▸ **Exercise set**:
1 - Decide whether each statement agrees with the hot-weather hiking tips: (a) the temperature gap between shaded and unshaded ground can reach 36°F; (b) the text offers 12 tips; (c) the Echo Hoodie has a lightweight hood. Answer yes or no for each, quoting the deciding words exactly.
2 - Reproduce word for word the passage of the hot-weather hiking tips that begins with the words containing "Studies show the" and ends with "trail, see below.".
Segment Start: Text provided
How to Hike And Backpack In the Heat

Maybe your summer vacation to a cooler high elevation was canceled. Or the window for that cool-weather springtime trip passed while you were under lockdown. Wherever you live, odds are you’re looking for someplace closer to home for a summer adventure—and, odds are, that might be … hot. But you can still hike and backpack in the heat—it sure beats sitting at home! Here are 11 tips for staying safe and comfortable while backpacking or hiking in hot weather.

#1. Choose a shadier hike.

Studies show the temperature difference between shaded and non-shaded ground can be as much as 36°F. If you can, opt for a tree-lined hike. Or if you’re headed into a canyon, consider what time of day the sun will shine on the trial. If there’s no option for shade on the trail, see below.

#2. If you can’t hike in the shade, wear your own shade.

Hiking early in the day, late in the evening or on a shady, tree-lined trail are great ways to beat the heat. But sometimes that’s just not an option. The good news: You can carry your own shade with you. A wide brim sun hat, or one with a sun cape like our Sun Runner Cap, can help keep the sun off while letting the breeze cool you down. Combining a lightweight hood—like the one on our Echo Hoodie—with your favorite sun cap is another great way to fend off the heat. You can also add a removable sun cape to your favorite sun cap.
Segment End: Text provided
Segment Start: Information provided
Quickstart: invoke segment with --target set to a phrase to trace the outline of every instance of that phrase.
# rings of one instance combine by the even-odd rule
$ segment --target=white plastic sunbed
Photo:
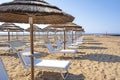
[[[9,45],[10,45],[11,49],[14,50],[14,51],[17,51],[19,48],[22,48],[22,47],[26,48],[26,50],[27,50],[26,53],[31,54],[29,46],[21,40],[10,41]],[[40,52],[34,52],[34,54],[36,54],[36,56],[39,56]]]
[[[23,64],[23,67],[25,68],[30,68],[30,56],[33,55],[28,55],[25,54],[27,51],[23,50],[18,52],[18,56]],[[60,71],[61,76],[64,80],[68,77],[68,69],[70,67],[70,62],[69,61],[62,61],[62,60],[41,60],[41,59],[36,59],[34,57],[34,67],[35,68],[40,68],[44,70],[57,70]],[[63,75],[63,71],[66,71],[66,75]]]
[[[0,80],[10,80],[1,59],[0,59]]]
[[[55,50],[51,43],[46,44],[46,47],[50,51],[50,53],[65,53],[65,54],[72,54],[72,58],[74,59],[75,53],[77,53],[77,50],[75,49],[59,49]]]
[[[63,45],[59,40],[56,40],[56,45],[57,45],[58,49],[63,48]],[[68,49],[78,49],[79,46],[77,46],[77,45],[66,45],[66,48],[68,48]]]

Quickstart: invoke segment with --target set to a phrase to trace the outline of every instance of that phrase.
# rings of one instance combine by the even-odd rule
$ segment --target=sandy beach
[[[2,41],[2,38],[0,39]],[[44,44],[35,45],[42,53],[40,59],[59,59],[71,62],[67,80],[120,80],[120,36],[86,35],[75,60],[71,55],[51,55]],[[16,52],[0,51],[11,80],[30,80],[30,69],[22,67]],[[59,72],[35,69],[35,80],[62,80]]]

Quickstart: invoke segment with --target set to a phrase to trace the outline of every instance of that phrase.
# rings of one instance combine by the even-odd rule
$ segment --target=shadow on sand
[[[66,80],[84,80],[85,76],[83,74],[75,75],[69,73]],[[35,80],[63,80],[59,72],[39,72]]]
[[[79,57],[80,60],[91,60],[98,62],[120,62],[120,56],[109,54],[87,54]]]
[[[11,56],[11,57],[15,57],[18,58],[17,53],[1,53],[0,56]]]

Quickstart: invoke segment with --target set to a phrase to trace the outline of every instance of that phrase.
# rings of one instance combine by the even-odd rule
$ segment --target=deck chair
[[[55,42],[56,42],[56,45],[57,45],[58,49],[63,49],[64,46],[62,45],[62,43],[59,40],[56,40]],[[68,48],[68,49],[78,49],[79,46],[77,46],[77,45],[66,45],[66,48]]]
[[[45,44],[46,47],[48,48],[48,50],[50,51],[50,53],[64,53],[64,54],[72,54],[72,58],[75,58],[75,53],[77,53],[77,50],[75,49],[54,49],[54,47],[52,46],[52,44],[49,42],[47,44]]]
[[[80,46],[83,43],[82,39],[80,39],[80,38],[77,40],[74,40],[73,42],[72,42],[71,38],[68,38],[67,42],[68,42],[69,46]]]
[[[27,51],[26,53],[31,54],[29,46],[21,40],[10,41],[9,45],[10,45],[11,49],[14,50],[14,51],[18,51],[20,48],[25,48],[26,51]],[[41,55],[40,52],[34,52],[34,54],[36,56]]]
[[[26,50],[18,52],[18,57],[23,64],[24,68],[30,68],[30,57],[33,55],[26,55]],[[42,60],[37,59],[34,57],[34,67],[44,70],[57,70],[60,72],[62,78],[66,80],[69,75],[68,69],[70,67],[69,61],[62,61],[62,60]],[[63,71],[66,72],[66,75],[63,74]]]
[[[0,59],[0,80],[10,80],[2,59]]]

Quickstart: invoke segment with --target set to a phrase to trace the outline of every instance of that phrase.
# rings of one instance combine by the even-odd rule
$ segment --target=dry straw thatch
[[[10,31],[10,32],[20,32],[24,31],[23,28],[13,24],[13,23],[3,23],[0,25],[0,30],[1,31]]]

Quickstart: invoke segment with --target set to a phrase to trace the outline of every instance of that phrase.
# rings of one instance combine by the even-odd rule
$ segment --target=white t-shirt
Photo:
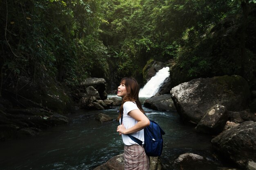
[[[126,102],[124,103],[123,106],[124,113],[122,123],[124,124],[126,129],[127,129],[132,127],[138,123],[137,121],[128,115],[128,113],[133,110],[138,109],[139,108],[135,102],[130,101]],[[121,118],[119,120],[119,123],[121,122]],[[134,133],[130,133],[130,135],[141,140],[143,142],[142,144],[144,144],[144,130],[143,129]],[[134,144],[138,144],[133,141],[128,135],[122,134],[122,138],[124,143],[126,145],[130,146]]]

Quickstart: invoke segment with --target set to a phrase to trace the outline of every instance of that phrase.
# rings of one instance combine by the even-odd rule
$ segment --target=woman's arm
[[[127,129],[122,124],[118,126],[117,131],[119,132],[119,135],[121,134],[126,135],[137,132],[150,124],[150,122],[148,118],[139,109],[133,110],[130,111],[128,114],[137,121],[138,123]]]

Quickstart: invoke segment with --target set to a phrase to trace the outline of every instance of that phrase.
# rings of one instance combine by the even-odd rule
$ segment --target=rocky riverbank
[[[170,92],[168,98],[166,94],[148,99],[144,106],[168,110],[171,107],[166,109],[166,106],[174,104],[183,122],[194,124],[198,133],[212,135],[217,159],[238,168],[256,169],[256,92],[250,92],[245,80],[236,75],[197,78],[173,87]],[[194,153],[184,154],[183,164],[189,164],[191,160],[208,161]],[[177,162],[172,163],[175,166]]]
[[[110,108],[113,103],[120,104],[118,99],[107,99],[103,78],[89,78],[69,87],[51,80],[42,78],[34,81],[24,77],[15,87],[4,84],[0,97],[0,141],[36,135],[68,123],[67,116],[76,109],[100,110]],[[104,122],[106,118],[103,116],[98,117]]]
Segment End: Information provided
▸ **Answers below**:
1 -
(a) Yes: "Studies show the temperature difference between shaded and non-shaded ground can be as much as 36°F."
(b) No: "Here are 11 tips for staying safe and comfortable while backpacking or hiking in hot weather."
(c) Yes: "a lightweight hood—like the one on our Echo Hoodie"

2 -
Studies show the temperature difference between shaded and non-shaded ground can be as much as 36°F. If you can, opt for a tree-lined hike. Or if you’re headed into a canyon, consider what time of day the sun will shine on the trial. If there’s no option for shade on the trail, see below.